Below are records; print only the lines from the line containing "Indicate a point per instance of the snowbank" to the end, both included, reproduced exactly and without the pictures.

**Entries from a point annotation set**
^^^^^^^^

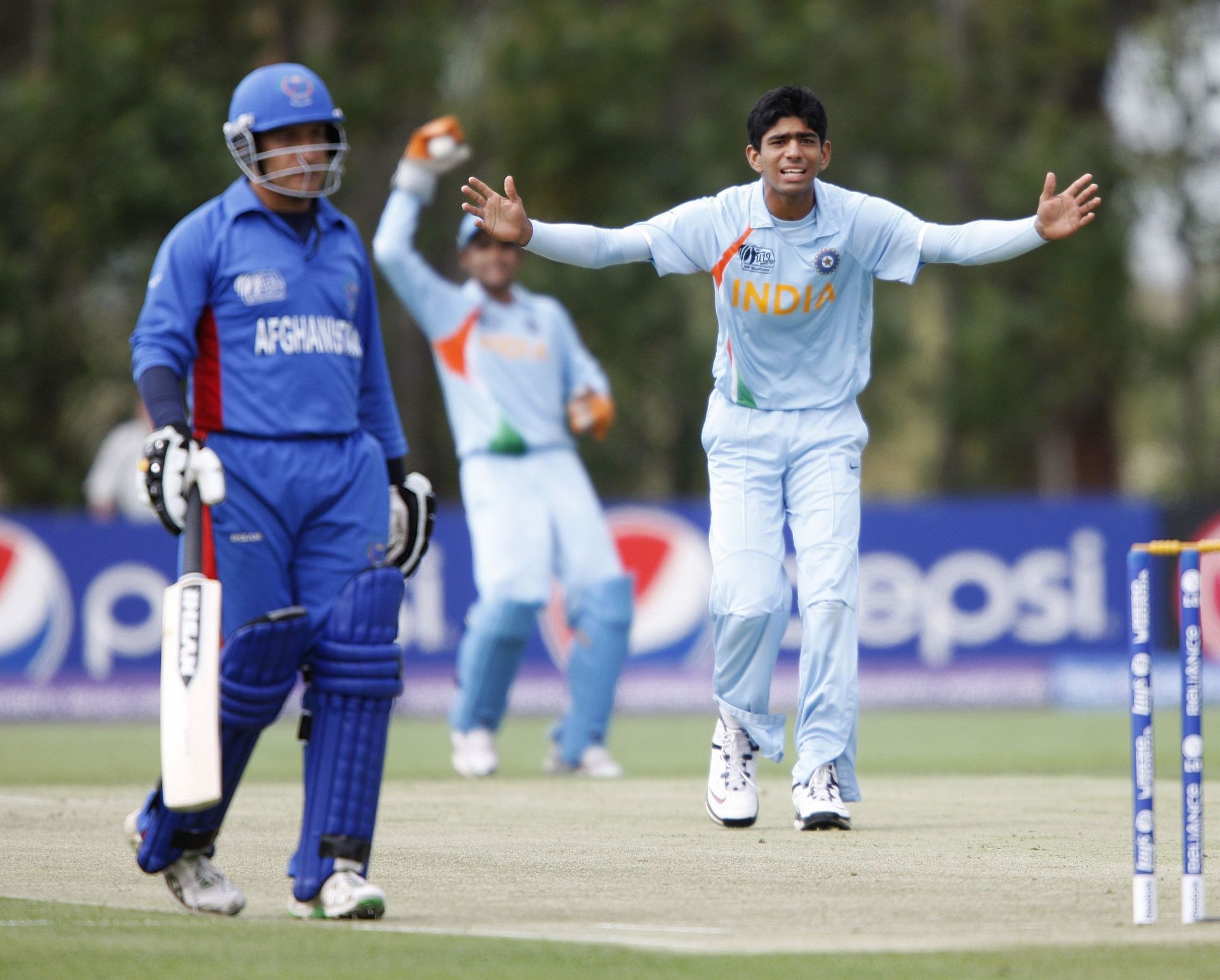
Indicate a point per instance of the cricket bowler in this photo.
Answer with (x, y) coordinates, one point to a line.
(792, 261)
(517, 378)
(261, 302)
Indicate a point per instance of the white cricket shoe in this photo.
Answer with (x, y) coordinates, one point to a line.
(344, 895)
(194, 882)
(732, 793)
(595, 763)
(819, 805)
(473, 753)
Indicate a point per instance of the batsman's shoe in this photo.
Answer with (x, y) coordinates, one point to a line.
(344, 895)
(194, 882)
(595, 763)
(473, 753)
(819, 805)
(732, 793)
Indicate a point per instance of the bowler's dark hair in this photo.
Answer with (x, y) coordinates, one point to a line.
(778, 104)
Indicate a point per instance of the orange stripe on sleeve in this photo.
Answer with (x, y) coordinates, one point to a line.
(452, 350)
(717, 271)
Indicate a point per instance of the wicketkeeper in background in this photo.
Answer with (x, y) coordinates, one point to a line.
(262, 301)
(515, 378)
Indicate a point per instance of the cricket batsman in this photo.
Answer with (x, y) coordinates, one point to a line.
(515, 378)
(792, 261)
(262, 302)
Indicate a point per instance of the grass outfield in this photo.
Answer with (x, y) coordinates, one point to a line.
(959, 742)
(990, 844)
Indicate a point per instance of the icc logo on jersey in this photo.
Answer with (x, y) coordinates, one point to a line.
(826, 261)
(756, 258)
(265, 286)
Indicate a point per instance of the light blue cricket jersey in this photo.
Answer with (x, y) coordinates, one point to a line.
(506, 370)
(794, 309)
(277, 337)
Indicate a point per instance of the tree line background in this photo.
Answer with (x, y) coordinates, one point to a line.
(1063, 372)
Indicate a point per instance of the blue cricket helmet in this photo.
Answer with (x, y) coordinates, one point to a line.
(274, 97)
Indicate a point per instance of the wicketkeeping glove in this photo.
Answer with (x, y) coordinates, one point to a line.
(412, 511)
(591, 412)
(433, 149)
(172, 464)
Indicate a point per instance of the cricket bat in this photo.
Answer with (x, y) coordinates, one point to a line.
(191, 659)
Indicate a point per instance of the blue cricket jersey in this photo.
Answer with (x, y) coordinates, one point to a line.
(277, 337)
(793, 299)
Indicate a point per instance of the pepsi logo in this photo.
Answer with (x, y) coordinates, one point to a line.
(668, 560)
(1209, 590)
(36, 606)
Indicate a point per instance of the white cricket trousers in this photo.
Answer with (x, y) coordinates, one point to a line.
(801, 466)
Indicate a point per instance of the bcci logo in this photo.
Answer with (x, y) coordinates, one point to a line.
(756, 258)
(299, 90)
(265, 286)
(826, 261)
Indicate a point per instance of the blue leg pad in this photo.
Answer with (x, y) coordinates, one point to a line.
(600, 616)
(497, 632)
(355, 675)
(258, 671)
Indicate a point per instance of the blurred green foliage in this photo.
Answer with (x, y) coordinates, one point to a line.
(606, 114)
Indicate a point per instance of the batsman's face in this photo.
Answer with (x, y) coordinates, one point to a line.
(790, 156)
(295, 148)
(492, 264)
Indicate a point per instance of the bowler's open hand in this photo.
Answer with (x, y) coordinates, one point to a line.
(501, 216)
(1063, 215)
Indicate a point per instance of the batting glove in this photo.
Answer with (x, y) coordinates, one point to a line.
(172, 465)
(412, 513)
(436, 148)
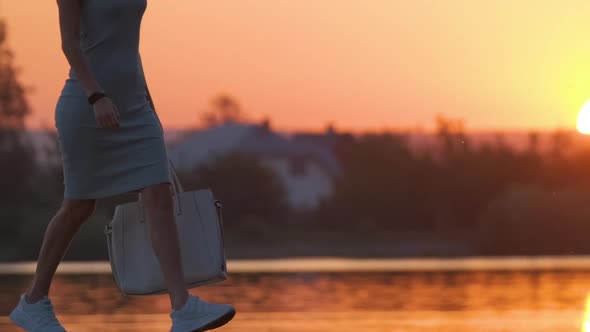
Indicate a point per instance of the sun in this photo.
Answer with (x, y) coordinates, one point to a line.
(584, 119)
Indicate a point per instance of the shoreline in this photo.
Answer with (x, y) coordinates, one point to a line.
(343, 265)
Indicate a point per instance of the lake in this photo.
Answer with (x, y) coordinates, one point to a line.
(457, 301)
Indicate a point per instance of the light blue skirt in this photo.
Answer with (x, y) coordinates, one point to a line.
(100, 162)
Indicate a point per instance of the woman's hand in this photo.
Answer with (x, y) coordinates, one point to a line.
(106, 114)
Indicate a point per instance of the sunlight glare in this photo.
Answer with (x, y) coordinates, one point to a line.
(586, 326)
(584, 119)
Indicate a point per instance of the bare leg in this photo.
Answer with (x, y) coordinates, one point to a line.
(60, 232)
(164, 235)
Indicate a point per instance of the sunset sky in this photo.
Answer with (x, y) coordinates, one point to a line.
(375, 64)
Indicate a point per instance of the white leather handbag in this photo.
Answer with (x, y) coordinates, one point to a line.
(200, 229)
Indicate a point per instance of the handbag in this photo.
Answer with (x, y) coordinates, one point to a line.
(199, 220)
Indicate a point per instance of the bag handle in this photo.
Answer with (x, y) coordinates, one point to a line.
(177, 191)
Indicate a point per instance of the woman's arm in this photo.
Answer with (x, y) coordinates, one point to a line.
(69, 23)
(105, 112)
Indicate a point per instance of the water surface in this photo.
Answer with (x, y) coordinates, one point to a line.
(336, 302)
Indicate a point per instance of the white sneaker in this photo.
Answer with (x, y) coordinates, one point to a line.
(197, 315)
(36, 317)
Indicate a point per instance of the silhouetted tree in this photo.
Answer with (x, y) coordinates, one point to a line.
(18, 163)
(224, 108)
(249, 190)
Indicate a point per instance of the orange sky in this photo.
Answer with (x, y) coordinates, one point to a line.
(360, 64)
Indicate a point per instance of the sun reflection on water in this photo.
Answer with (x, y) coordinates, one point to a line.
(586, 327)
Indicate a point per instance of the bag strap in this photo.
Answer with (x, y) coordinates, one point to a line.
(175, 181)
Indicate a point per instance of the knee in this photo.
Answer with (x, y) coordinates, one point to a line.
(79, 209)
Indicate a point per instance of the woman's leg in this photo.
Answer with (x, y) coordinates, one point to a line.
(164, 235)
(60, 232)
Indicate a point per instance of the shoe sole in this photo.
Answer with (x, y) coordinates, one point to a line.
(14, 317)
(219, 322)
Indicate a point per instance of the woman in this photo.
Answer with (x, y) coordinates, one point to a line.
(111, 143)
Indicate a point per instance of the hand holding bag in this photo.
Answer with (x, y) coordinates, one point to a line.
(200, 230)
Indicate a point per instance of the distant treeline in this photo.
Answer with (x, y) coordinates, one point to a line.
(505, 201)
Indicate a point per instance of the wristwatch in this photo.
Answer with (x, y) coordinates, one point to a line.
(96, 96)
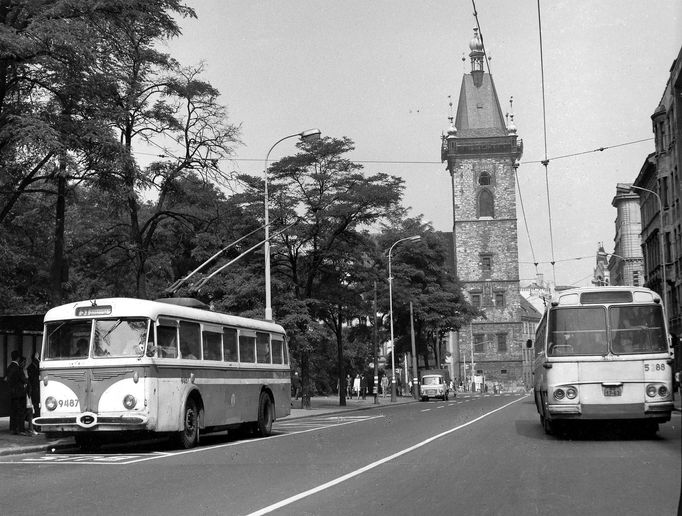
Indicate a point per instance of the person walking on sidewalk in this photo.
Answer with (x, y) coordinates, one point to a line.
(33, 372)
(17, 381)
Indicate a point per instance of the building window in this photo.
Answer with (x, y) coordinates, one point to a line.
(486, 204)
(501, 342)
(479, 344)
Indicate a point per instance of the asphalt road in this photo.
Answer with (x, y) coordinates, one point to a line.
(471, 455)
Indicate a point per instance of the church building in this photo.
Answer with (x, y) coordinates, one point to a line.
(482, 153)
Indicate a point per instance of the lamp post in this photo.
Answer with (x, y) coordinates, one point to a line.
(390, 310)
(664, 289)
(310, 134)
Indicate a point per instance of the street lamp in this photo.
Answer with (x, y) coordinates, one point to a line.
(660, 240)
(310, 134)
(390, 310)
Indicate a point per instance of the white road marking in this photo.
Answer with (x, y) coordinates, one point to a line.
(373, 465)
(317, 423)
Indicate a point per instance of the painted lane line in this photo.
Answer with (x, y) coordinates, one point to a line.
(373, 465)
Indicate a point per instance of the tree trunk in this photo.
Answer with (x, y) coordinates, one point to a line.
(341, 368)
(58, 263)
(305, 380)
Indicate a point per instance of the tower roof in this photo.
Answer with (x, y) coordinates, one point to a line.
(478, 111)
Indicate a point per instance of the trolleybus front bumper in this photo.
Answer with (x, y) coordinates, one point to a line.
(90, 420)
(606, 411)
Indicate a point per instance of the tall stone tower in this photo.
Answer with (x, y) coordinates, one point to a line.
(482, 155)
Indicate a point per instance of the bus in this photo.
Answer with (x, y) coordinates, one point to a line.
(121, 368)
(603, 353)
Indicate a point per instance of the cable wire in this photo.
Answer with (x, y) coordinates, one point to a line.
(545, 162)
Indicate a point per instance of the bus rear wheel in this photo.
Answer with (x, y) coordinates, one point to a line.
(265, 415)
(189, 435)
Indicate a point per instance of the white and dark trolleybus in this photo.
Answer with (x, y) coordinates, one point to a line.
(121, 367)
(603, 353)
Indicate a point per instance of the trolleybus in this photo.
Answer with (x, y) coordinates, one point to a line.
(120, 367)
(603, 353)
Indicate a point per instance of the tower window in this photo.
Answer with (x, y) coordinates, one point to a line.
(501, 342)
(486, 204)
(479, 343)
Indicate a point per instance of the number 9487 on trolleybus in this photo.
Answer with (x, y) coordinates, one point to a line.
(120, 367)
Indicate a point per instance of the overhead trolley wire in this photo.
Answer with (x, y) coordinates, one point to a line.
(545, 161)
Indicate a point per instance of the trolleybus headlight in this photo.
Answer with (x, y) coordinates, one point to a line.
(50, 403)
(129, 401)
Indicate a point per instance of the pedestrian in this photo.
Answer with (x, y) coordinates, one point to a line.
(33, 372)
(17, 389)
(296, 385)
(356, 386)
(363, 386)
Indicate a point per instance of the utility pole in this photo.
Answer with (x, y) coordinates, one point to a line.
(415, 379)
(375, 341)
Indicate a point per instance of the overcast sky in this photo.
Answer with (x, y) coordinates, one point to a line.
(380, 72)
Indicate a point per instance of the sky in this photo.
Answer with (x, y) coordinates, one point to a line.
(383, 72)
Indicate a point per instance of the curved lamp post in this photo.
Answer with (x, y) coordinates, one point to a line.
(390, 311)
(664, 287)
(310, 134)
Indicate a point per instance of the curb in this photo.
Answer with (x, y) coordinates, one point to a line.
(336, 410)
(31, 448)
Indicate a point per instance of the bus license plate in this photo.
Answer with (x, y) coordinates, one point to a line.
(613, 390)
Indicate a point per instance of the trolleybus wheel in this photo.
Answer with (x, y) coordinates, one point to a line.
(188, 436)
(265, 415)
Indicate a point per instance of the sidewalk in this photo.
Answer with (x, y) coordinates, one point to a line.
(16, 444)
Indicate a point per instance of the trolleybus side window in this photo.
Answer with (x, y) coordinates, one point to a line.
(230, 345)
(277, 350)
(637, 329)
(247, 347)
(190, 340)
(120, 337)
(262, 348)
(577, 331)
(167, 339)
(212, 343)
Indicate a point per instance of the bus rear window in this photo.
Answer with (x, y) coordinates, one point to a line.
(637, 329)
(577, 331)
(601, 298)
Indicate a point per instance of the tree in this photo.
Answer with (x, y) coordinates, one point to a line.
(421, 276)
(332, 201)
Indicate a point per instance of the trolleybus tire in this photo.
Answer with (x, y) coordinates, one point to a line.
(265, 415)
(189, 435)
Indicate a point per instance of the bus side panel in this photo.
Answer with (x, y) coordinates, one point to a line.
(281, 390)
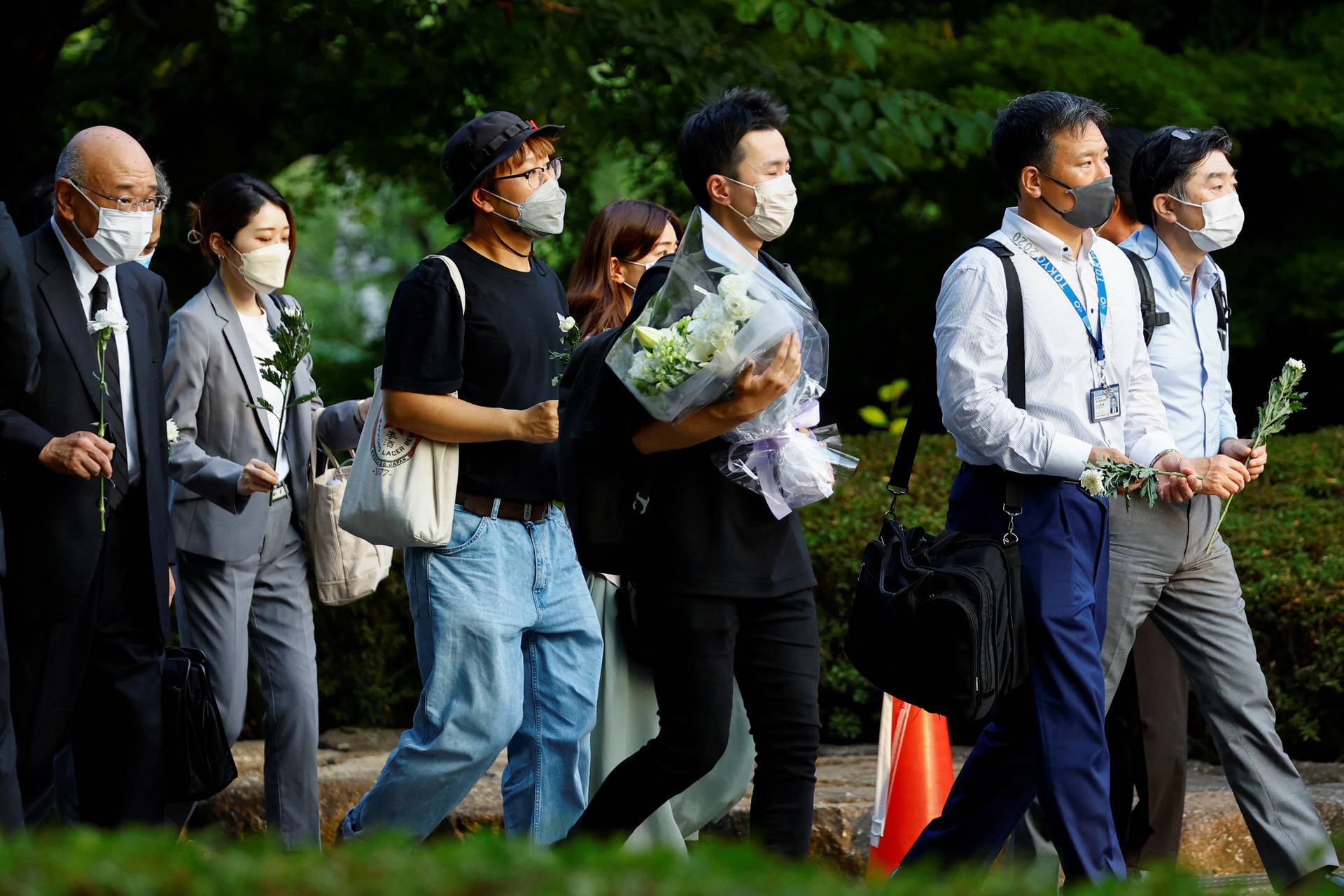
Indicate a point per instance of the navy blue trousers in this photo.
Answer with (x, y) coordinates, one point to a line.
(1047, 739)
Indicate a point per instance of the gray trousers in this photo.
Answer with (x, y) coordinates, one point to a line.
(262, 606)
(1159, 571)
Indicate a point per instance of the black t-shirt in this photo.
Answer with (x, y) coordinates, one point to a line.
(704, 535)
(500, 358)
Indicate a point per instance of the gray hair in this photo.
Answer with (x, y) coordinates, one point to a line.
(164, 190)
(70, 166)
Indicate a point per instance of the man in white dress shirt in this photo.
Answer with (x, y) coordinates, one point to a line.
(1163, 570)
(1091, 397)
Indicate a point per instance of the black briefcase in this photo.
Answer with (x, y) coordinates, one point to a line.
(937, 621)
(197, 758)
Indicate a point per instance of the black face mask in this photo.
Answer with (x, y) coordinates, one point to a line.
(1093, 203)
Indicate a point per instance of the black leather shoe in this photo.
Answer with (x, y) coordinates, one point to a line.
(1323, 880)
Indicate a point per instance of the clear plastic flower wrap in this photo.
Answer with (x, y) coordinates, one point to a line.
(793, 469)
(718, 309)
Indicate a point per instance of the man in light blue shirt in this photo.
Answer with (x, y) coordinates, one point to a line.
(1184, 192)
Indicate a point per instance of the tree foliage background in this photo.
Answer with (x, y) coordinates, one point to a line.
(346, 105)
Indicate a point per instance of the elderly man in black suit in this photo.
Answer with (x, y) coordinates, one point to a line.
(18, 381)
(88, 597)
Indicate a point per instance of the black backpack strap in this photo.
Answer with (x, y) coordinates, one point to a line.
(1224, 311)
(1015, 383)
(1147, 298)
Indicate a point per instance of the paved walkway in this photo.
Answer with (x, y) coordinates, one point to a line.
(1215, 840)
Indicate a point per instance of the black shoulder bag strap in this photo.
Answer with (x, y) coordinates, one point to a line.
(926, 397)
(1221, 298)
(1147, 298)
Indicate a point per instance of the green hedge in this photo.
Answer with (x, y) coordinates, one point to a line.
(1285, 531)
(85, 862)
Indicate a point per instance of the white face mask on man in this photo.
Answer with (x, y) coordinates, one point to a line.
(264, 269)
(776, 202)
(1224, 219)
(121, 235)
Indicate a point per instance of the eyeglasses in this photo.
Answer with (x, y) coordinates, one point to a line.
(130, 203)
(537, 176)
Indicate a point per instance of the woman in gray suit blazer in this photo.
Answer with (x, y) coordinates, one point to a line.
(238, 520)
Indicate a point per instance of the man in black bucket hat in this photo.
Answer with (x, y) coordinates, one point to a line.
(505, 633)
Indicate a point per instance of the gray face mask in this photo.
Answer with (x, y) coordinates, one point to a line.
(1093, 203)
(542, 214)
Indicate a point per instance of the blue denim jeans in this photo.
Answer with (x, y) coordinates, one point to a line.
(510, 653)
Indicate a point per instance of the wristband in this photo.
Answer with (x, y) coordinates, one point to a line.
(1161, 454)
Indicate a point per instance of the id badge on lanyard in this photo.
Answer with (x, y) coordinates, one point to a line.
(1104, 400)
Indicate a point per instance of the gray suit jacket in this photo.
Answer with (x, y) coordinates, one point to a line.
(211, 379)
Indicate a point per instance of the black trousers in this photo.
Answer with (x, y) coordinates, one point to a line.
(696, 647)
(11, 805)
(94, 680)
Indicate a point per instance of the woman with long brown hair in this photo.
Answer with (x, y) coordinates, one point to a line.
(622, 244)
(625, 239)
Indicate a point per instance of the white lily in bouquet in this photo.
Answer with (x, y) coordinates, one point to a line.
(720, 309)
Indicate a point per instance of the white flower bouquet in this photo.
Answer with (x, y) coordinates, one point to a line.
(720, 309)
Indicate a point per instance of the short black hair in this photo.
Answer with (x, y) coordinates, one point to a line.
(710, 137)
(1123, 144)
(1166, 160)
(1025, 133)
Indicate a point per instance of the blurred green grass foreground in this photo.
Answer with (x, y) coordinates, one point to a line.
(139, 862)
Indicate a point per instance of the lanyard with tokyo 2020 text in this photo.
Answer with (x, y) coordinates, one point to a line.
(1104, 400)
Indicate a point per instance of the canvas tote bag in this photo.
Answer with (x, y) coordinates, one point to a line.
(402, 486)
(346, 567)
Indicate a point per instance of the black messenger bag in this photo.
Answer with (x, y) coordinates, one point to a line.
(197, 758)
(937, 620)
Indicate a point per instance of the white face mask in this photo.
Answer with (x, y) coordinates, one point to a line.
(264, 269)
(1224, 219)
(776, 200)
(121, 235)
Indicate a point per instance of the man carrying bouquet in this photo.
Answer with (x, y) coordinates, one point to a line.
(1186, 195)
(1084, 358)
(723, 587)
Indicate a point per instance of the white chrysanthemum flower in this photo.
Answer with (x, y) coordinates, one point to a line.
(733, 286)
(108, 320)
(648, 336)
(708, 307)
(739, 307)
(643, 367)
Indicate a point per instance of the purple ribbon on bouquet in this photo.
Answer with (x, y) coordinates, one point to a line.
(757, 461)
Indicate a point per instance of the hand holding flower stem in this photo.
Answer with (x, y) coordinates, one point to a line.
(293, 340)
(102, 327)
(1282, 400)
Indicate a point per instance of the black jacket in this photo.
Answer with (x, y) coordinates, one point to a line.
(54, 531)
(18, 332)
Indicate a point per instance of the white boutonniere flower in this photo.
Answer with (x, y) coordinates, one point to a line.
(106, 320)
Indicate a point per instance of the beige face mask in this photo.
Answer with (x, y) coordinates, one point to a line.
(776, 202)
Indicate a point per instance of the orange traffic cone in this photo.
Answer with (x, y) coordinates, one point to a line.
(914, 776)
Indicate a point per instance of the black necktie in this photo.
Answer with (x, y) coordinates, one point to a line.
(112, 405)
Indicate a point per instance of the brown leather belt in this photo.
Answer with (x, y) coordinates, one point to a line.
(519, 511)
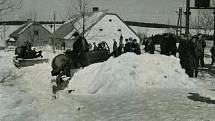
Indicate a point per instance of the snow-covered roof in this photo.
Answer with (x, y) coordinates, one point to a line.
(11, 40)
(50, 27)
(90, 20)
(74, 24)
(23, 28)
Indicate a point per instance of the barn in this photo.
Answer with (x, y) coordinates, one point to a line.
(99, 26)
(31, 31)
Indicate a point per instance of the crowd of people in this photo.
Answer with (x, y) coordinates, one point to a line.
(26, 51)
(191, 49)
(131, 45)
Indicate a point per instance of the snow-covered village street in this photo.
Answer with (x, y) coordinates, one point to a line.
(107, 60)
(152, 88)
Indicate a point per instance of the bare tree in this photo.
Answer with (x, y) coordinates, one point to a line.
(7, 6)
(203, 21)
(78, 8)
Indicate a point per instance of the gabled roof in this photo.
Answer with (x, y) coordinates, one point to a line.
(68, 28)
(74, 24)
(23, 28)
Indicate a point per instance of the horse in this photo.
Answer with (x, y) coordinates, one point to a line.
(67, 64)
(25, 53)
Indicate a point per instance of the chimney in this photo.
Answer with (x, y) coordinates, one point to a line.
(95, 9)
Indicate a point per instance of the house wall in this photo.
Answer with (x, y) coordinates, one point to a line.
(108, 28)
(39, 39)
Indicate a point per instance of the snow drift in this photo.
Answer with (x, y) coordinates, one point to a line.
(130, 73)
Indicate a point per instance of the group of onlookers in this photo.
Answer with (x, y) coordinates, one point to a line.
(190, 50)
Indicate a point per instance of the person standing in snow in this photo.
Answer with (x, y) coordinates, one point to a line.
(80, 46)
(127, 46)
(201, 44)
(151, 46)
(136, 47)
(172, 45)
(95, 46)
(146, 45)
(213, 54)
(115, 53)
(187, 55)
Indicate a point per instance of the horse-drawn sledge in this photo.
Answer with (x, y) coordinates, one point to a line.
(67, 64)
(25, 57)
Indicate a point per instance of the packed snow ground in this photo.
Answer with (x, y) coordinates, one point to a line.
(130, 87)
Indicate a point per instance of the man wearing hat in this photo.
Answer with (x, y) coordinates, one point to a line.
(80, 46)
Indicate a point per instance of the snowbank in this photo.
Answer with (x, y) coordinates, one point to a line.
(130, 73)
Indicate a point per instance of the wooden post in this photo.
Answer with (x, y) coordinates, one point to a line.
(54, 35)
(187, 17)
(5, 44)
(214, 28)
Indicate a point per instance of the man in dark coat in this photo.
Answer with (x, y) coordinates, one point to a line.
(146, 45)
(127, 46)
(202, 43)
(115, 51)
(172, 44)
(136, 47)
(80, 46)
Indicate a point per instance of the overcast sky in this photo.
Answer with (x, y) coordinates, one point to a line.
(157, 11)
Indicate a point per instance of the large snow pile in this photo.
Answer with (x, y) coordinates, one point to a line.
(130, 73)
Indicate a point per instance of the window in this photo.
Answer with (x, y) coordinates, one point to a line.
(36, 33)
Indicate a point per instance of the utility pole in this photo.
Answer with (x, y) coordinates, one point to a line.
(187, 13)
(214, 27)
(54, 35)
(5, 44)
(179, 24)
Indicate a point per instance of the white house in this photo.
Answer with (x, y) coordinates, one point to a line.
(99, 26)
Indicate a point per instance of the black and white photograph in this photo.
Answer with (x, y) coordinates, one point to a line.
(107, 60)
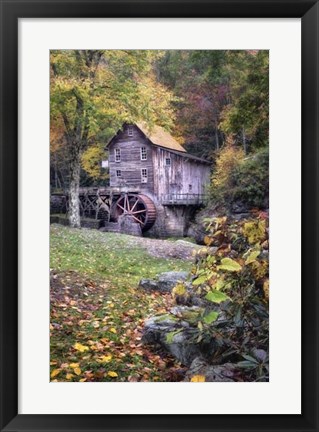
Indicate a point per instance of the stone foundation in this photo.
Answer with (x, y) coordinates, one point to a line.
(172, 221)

^^^^^^^^

**Task output**
Indicate a point per instance of the snowbank in this photo.
Answer with (x, y) coordinates, one point to a line.
(130, 73)
Indicate a point per instance of the wooden post in this photo.
Answer with (x, y) coordinates, one point to a line.
(54, 35)
(187, 17)
(5, 44)
(214, 28)
Indicate a point per instance of the man in dark coat in this photo.
Answer with (x, y) coordinates, one point to a line.
(146, 45)
(127, 46)
(202, 43)
(115, 51)
(172, 44)
(136, 47)
(80, 46)
Indicate a point per instance of the overcast sky in this photo.
Answer with (x, y) coordinates, one point to a line.
(157, 11)
Indicate a point per instance of the large snow pile in this photo.
Answer with (x, y) coordinates, one point to a line.
(130, 73)
Indicate a point per instance of the window in this photo.
Answer with (x, y) coordinates, one point to a line.
(36, 33)
Indicate a point per instance of the utility pole in this photo.
Answer with (x, y) coordinates, one point to a line.
(187, 13)
(214, 27)
(54, 35)
(5, 44)
(179, 24)
Indicate a point per instance of the white house in this photo.
Answer with (x, y) coordinates, one point to a line.
(99, 26)
Indicate a point per instance of the black and white photograph in this photo.
Answer with (x, y) coordinates, one point to a line.
(107, 60)
Indicate a point per instance of the stone foundation in this photo.
Answer with (x, y) coordinates, one point to a line.
(172, 221)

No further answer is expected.